** YOUR INSTRUCTIONS **
Copy the material below word for word, keeping every line as it is.

** INPUT RECORDS **
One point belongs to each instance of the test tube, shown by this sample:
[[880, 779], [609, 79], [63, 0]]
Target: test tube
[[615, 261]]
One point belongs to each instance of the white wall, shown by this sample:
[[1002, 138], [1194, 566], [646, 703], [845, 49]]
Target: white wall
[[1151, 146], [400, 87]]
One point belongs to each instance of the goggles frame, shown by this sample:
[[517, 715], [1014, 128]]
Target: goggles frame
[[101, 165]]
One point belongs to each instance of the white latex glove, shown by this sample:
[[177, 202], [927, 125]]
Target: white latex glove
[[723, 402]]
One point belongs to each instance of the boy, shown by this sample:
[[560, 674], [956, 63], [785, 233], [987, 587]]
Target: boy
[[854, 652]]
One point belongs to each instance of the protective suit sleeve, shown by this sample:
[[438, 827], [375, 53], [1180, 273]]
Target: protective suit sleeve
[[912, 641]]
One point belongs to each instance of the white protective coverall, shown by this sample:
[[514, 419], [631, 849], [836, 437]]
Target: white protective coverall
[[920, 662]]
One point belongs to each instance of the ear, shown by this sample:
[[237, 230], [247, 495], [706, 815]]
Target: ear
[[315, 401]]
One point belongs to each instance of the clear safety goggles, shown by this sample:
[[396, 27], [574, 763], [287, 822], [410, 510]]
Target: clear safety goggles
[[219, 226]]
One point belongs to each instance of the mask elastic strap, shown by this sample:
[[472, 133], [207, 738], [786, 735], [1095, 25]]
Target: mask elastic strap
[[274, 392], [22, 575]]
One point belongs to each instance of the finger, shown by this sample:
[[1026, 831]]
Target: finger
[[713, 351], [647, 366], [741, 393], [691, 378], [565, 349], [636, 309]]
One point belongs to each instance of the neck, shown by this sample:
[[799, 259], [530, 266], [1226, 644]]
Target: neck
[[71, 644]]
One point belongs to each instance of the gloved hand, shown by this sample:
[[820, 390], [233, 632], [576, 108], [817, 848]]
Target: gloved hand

** SOLVED EXERCISE **
One point belongs to each instance of the test tube, shown by this sample:
[[880, 779], [609, 79], [63, 0]]
Target: test tube
[[615, 261]]
One point belongs to each instance of the white wall, shown by this sample:
[[1002, 138], [1194, 566], [646, 703], [845, 49]]
Target: white wall
[[1151, 146], [400, 87]]
One point belongs to each instance of the goggles frame, shown by this sample:
[[517, 715], [1014, 128]]
Target: goggles frame
[[101, 165]]
One point belongs to each instance of the white latex glove, shown by this sample:
[[177, 202], [927, 125]]
Target: white latex glove
[[723, 402]]
One point belongs to each instance of the boy, shown by this sample:
[[560, 674], [956, 63], [785, 233], [987, 587]]
Target: boy
[[854, 652]]
One point belongs to each instance of the protective suit sleeve, shown by this sample:
[[438, 827], [375, 53], [1180, 273]]
Target: protective suit sleeve
[[912, 641]]
One point belongs to each instance of the white protective coverall, shown by this sample:
[[514, 419], [631, 849], [836, 437]]
Target: white protective coverall
[[920, 662]]
One point belongs to each instance of the ear, shown by this sample:
[[237, 230], [247, 495], [706, 815]]
Target: ear
[[315, 401]]
One point belongs to each instance of the clear safety goggles, shown by this sample:
[[396, 27], [574, 763], [287, 822], [410, 510]]
Target: clear safety goggles
[[219, 226]]
One point belongs to each instance of the mask elastic strap, shown by this sample:
[[472, 133], [207, 738], [786, 735], [1095, 25]]
Target: mask elastic strap
[[274, 392], [22, 575]]
One point belongs to each instance of the finger, shown by this sample:
[[1026, 831]]
Target: finger
[[713, 351], [647, 366], [741, 393], [691, 378], [565, 349], [636, 309]]
One point belongs to each instance of the neck, shown by this sample:
[[799, 259], [530, 266], [1226, 644]]
Target: neck
[[71, 644]]
One point belongs to each instance of the gloved hand, shown by this sample:
[[820, 390], [233, 632], [576, 108], [817, 848]]
Target: gloved hand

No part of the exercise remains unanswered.